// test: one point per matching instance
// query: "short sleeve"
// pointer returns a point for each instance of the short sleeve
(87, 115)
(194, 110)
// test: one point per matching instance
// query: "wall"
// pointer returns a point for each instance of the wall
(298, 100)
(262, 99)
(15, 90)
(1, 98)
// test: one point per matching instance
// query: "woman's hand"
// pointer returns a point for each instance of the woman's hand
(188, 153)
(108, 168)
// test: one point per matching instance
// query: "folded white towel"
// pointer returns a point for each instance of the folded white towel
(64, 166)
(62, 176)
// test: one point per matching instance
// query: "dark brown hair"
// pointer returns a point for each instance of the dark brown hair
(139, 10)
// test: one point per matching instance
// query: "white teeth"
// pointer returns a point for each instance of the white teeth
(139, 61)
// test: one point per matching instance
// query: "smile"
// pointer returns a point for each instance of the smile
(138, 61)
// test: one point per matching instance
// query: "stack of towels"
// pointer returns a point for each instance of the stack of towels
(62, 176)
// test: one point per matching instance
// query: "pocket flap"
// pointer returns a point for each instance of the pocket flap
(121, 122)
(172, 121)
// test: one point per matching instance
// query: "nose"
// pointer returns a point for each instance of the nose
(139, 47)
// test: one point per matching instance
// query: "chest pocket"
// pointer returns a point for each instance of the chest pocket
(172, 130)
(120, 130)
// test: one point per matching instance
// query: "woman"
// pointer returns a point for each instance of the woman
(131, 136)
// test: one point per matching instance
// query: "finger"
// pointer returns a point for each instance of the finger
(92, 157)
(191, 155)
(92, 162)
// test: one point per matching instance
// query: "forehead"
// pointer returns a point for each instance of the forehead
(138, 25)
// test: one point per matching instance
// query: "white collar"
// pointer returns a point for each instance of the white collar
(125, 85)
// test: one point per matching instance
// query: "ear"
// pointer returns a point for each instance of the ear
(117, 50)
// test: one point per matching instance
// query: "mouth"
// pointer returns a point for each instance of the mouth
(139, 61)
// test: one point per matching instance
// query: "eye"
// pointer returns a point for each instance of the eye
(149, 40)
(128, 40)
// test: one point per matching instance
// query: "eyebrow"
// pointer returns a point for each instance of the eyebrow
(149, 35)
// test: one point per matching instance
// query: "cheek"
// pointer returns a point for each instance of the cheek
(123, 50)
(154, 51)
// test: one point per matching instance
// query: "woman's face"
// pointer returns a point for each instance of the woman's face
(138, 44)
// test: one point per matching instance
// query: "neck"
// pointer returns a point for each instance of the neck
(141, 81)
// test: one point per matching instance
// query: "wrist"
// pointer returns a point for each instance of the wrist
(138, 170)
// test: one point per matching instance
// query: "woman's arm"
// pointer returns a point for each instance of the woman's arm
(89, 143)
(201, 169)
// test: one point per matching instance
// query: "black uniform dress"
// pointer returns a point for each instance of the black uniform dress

• • •

Repeat all of the data exactly. Include every line.

• **Expected answer**
// test: one point per matching instance
// query: "short sleeve"
// pointer returns a point for each instance of the short sleeve
(87, 115)
(194, 110)
// test: one point per matching instance
// query: "wall"
// pointer returns a point for each instance of the wall
(298, 100)
(262, 99)
(15, 90)
(1, 98)
// test: one point per matching instance
// query: "woman's hand"
// pointer returns a point for each instance of the woman's hand
(188, 153)
(108, 168)
// test: one point per matching instance
// query: "folded white towel"
// pointer returns a point for each instance of the folded white towel
(64, 166)
(62, 176)
// test: one point per matching instance
// query: "dark brown hair"
// pointer returns a point for each instance of the dark brown hair
(139, 10)
// test: one point per matching instance
// query: "white teeth"
// pointer returns a point for each instance of the white teeth
(139, 61)
// test: one point per matching instance
// query: "smile"
// pointer returns a point for each instance of the smile
(138, 61)
// test: one point per matching instance
// query: "stack of towels"
// pointer returns a point for each instance of the stack of towels
(62, 176)
// test: one point per matching instance
// query: "pocket flap"
// pointer returns a point for each instance of the pocket flap
(121, 122)
(172, 121)
// test: one point per matching instance
// query: "nose"
// pointer returns a point for each instance of the nose
(139, 47)
// test: one point per matching instance
// query: "chest pocket"
// pointer returns a point for each instance of the chest pocket
(172, 130)
(120, 130)
// test: one point per matching instance
// query: "woman"
// pointer returns a point for each instance of the woman
(131, 136)
// test: one point per matching instance
// query: "finger"
// pointer returns a point for each instance of the finger
(92, 157)
(191, 155)
(92, 162)
// test: one point per matching instance
// query: "forehead"
// pointer returns a point for each instance of the forehead
(138, 25)
// test: one point per matching instance
// query: "white collar"
// pointer returns a point for each instance of the white collar
(125, 85)
// test: one point per matching instance
// query: "ear"
// pointer returns a point for each instance of the ear
(117, 50)
// test: one point per matching instance
// query: "mouth"
// pointer returns a point for each instance of the mouth
(139, 61)
// test: one point per matching instance
// query: "eye"
// pointer returns a point for each instance of the eye
(149, 40)
(128, 40)
// test: one point per matching instance
// query: "eyebrow"
// pointer returns a point for each instance of the eyebrow
(149, 35)
// test: one point per matching instance
// query: "cheek"
// pointer returns a point for each instance of the cheek
(123, 50)
(154, 51)
// test: one point per matching instance
// query: "woman's face"
// pointer returns a point for each instance of the woman's face
(138, 44)
// test: one point per matching instance
// query: "neck"
// pointer returns a point for each instance of the neck
(141, 81)
// test: one point per matching instance
// query: "wrist"
// pointer returns a point for each instance of the wrist
(138, 170)
// test: one point per matching instance
// query: "woman's arm"
// pointer returns a point for each instance of the woman's arm
(89, 143)
(201, 169)
// test: one point per matching instance
// query: "black uniform dress"
// pointer returns a point for each instance of the black uniform dress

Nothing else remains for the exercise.